Document.

>> start

The Wheel of Time Reread

The Wheel of Time Re-read: Lord of Chaos, Part 14

Hello! Welcome to the Labor Day Edition of the Wheel of Time Re-read, in which I celebrate a holiday about labor by, uh, working. I might have missed a memo, there.

Anyway. Today’s post covers Chapters 22-23 of Lord of Chaos, in which we ponder the ominousness of board games, honor – or at least efficacy – among horse thieves, and the importance of not annoying people by croaking mid-portentous message.

Previous entries are here. This and all posts contain spoilers for all currently published novels in the Wheel of Time series, which until next month means through Knife of Dreams.

As a gentle reminder, I know that there wasn’t much in the way of spoiler material in the sample chapter currently up on (Whee!), but please do try to refrain from discussing any spoilers for it here. This also goes for when the Prologue goes online on September 17th; I know it’s frustrating, but let’s be considerate to those who want to wait until the whole shebang comes out in October, kay? Thanks!

(As to my own opinion, I’ve decided to refrain from commenting on either the sample chapter or on the Prologue; fairness, or bloody-minded perversity, take your pick, dictates I withhold a verdict until I can judge the whole thing. Sowwy.)

And there you have it! And now, have a post!

>> end

Supplied information.
>> start

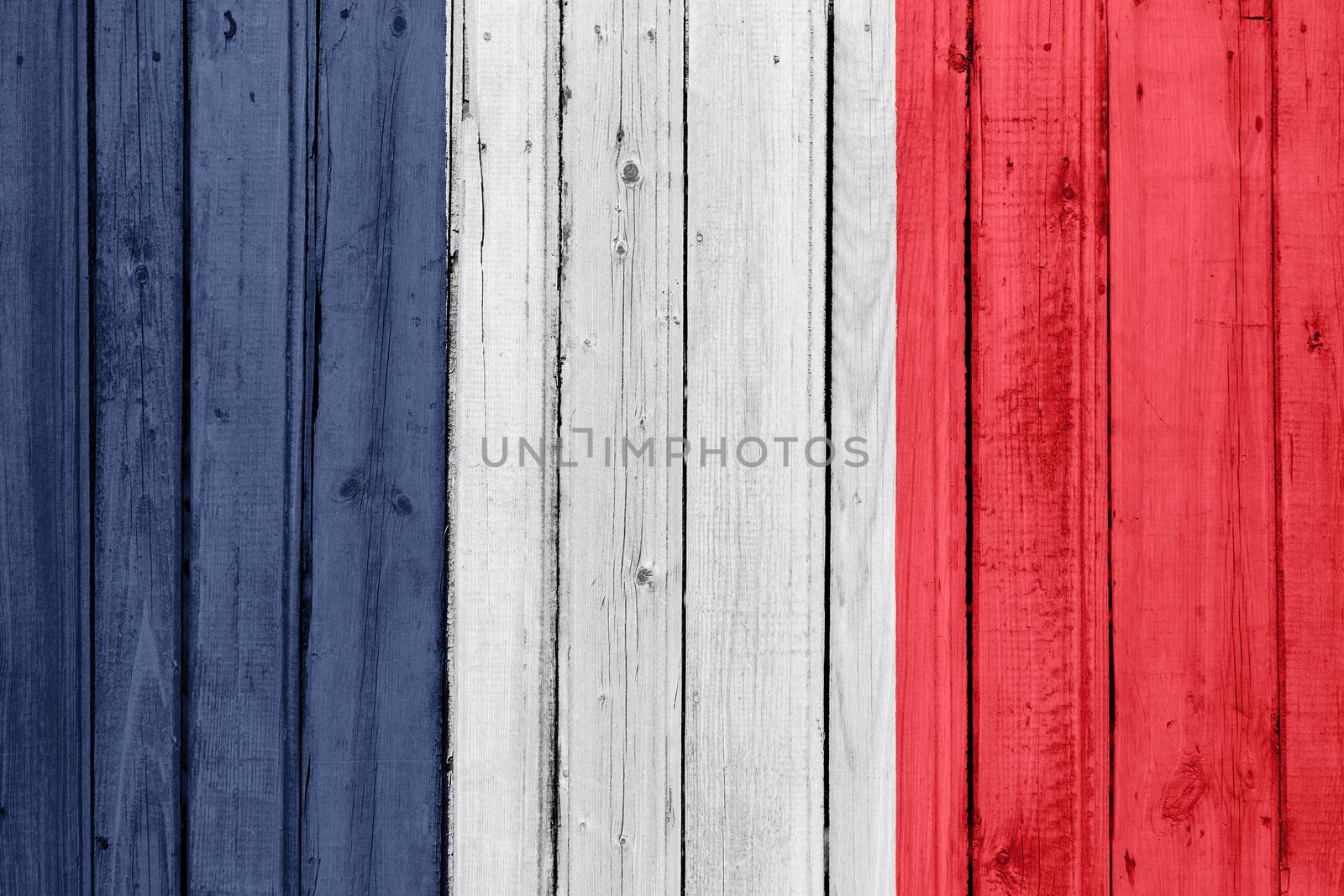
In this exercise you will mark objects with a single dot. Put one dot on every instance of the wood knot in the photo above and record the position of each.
(351, 488)
(1184, 790)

>> end

Tasks to carry out.
a - Which chapters of Lord of Chaos does the reread post cover?
b - Print the part of the reread post that opens with the words containing "Anyway. Today’s post" and closes with "croaking mid-portentous message.".
c - In the reread post, why does the writer hold back from commenting on the sample chapter or the Prologue?

Solutions per task.
a - Chapters 22-23.

b -
Anyway. Today’s post covers Chapters 22-23 of Lord of Chaos, in which we ponder the ominousness of board games, honor – or at least efficacy – among horse thieves, and the importance of not annoying people by croaking mid-portentous message.

c - The writer says fairness, or bloody-minded perversity, dictates withholding a verdict until the whole thing can be judged.